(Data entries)
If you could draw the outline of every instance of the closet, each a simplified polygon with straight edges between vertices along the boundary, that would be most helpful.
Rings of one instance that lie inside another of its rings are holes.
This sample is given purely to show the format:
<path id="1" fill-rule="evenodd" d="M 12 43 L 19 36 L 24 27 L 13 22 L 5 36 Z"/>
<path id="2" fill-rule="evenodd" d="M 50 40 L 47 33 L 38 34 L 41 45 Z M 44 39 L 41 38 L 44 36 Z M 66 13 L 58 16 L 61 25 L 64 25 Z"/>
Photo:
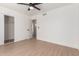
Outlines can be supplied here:
<path id="1" fill-rule="evenodd" d="M 4 15 L 4 44 L 14 42 L 14 17 Z"/>

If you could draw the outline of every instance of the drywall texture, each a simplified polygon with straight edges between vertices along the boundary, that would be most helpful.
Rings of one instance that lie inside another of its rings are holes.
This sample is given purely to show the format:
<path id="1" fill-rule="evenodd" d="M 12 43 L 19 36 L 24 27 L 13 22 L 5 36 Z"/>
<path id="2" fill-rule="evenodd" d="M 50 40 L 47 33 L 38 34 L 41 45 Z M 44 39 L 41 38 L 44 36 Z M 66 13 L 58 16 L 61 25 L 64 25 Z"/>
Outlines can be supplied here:
<path id="1" fill-rule="evenodd" d="M 0 44 L 4 43 L 4 15 L 14 17 L 15 42 L 30 38 L 30 20 L 28 16 L 0 6 Z"/>
<path id="2" fill-rule="evenodd" d="M 56 8 L 37 19 L 37 38 L 79 49 L 79 4 Z M 32 18 L 33 18 L 32 17 Z"/>

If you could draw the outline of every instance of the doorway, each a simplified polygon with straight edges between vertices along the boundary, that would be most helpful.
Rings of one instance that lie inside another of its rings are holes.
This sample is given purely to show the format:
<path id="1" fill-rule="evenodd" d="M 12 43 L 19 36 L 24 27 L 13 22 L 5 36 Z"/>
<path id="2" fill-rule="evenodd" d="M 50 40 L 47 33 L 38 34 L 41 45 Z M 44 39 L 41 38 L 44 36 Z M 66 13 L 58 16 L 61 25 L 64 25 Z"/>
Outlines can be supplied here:
<path id="1" fill-rule="evenodd" d="M 32 20 L 32 38 L 36 39 L 37 30 L 36 30 L 36 20 Z"/>
<path id="2" fill-rule="evenodd" d="M 14 42 L 14 17 L 4 15 L 4 44 Z"/>

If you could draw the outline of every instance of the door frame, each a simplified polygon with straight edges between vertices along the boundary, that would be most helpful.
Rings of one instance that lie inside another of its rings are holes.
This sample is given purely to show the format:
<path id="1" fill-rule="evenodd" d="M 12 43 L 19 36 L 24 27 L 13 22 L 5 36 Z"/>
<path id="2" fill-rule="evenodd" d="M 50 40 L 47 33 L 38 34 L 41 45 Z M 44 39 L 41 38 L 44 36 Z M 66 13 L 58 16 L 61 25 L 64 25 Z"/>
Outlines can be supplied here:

## Brief
Reproduce every line of the records containing the string "polygon".

## Result
If you could draw the outline of every instance of the closet, each a simplified polygon with straight edges between vertices along the boundary, that would be most helpful.
If you could draw the outline of every instance of the drywall texture, each a simplified polygon with straight edges between vertices along the boundary, that would be most helpful.
If you could draw the outline of every instance of the doorway, each a simplified polygon with straight edges between vertices along the boundary, that would be most helpful.
If you could draw the outline of every instance of the door frame, each a simplified polygon with straight edges between vertices along the boundary, that would be most helpful.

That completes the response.